England. The charge for the service and materials of the ninth class, in
which there is the attendance of a vicar and a priest, and of a bass
singer or chorister for the mass, is about 15_s._ of English money. In
the service ordinaire there is less religious service, and that is
performed gratuitously. The only charge made is the price of the coffin,
which is five or seven francs, according to the size: the coffin is
covered by a pall, and carried on a plain hearse, drawn by two black
horses. This funeral is conducted by a superintendent and four
assistants, exclusive of the driver. The following is the scale of
charges, and the numbers interred under each, during two years:—
─────────────────────┬──────┬──────┬──────┬──────┬───────┬──────
│ │ │ │ │ │
│ 1st │ 2nd │ 3rd │ 4th │ 5th │ 6th
│Class.│Class.│Class.│Class.│Class. │Class.
─────────────────────┼──────┼──────┼──────┼──────┼───────┼──────
│ £. │ £. │ £. │ £. │£. _s._│ £.

**Extracted material:**
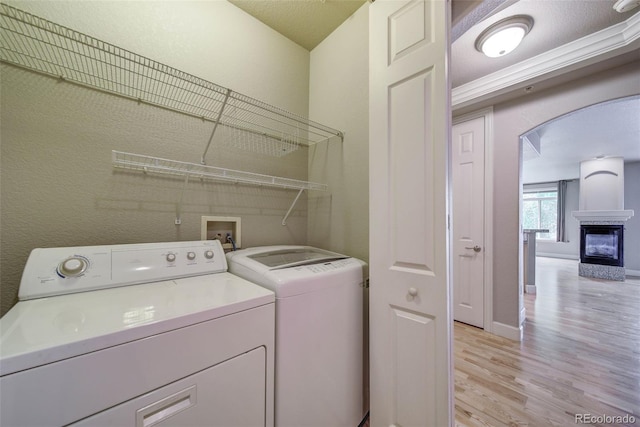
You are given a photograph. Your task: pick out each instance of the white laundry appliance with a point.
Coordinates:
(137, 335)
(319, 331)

--

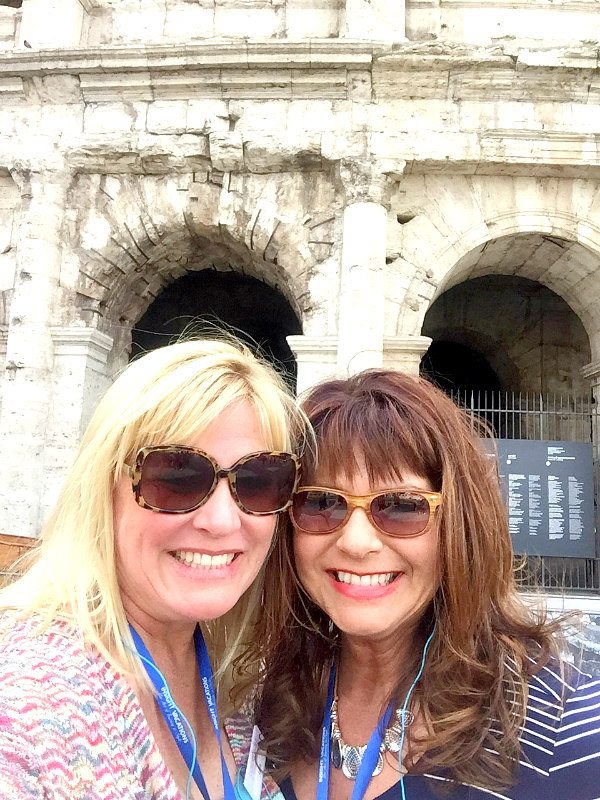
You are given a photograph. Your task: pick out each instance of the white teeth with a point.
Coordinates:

**Apply what you read:**
A - In the funeral-charges passage, begin at the words "England. The charge" and stop after "Class. │Class.". Reproduce that span with "coffin" swapped for "casket" throughout.
B - According to the funeral-charges passage, what does the coffin cost in the service ordinaire?

**Answers by task:**
A -
England. The charge for the service and materials of the ninth class, in
which there is the attendance of a vicar and a priest, and of a bass
singer or chorister for the mass, is about 15_s._ of English money. In
the service ordinaire there is less religious service, and that is
performed gratuitously. The only charge made is the price of the casket,
which is five or seven francs, according to the size: the casket is
covered by a pall, and carried on a plain hearse, drawn by two black
horses. This funeral is conducted by a superintendent and four
assistants, exclusive of the driver. The following is the scale of
charges, and the numbers interred under each, during two years:—
─────────────────────┬──────┬──────┬──────┬──────┬───────┬──────
│ │ │ │ │ │
│ 1st │ 2nd │ 3rd │ 4th │ 5th │ 6th
│Class.│Class.│Class.│Class.│Class. │Class.

B - Five or seven francs, according to the size.